Written instruction - Pull out every line of the data below that contains the string "model", and copy each one verbatim.

— Start of Data —

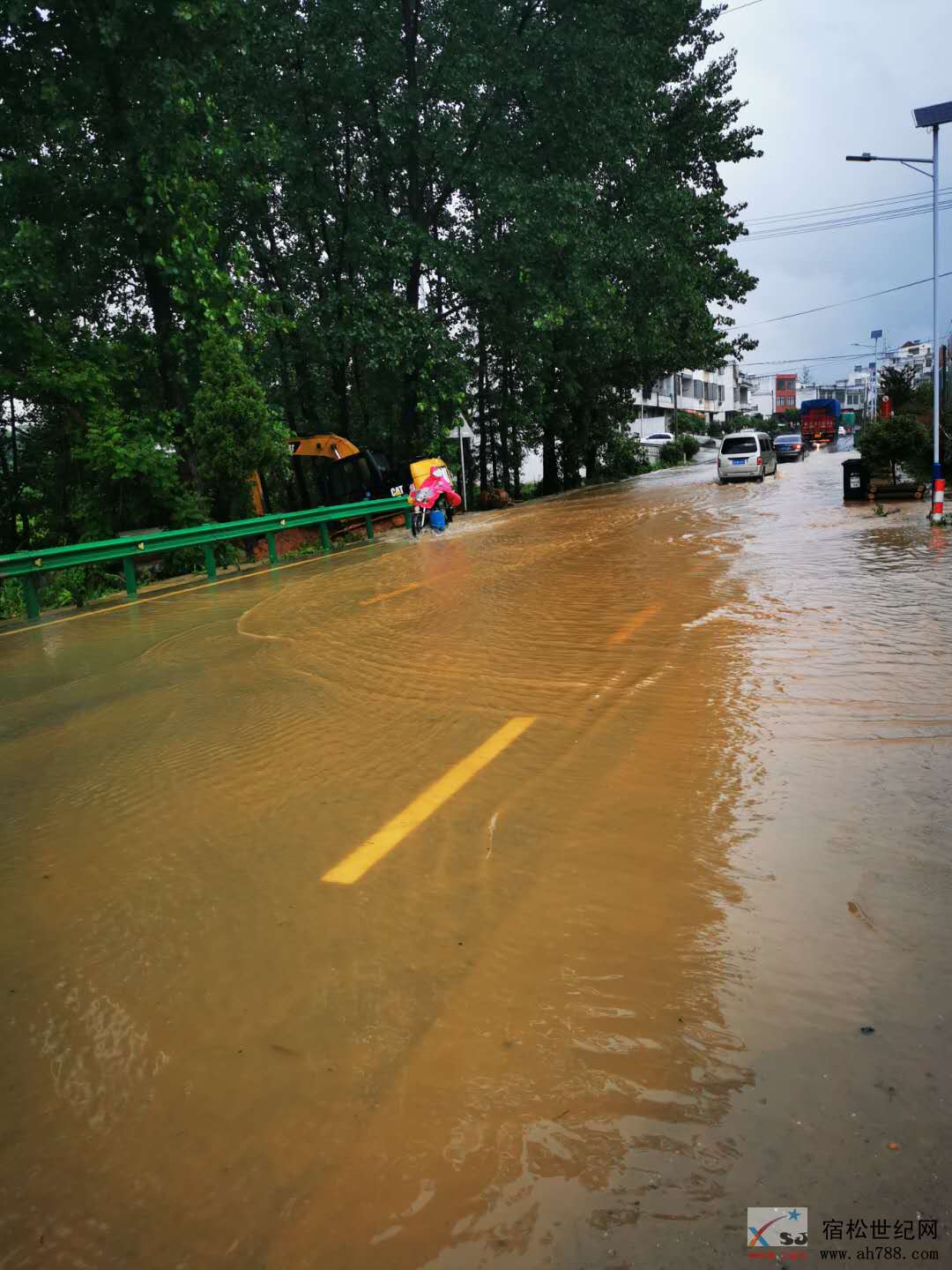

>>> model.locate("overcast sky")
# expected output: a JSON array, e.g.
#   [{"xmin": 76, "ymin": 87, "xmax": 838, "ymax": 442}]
[{"xmin": 718, "ymin": 0, "xmax": 952, "ymax": 378}]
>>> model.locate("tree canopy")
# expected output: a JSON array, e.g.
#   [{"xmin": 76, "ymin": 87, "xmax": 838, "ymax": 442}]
[{"xmin": 0, "ymin": 0, "xmax": 756, "ymax": 550}]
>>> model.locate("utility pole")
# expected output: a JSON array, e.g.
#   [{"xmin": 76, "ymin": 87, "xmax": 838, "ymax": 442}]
[
  {"xmin": 846, "ymin": 101, "xmax": 952, "ymax": 523},
  {"xmin": 672, "ymin": 370, "xmax": 678, "ymax": 441}
]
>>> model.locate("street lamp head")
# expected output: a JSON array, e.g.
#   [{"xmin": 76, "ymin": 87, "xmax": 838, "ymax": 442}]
[{"xmin": 912, "ymin": 101, "xmax": 952, "ymax": 128}]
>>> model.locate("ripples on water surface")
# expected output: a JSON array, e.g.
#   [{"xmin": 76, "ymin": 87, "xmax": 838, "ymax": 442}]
[{"xmin": 0, "ymin": 455, "xmax": 952, "ymax": 1270}]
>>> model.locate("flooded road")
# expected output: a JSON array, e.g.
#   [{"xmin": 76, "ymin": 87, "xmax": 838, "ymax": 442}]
[{"xmin": 0, "ymin": 455, "xmax": 952, "ymax": 1270}]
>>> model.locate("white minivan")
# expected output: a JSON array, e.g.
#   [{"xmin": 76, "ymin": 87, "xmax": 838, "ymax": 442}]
[{"xmin": 718, "ymin": 428, "xmax": 777, "ymax": 482}]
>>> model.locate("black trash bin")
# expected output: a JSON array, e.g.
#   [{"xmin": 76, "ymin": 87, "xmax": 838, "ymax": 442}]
[{"xmin": 843, "ymin": 459, "xmax": 869, "ymax": 503}]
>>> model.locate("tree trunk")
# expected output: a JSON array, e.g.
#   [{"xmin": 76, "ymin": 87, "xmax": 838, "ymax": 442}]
[
  {"xmin": 476, "ymin": 318, "xmax": 488, "ymax": 490},
  {"xmin": 542, "ymin": 422, "xmax": 559, "ymax": 494},
  {"xmin": 499, "ymin": 350, "xmax": 513, "ymax": 494},
  {"xmin": 401, "ymin": 0, "xmax": 428, "ymax": 448}
]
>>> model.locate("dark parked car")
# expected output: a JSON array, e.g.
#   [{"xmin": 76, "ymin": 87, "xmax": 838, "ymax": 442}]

— End of Data —

Solution to this exercise -
>>> model.locate("overcast sky")
>>> model.locate("tree canopy")
>>> model.locate("utility pole")
>>> model.locate("street lamp head")
>>> model.locate("ripples on water surface")
>>> model.locate("flooded road")
>>> model.locate("white minivan")
>>> model.locate("black trash bin")
>>> model.locate("tree trunk")
>>> model.locate("dark parked car")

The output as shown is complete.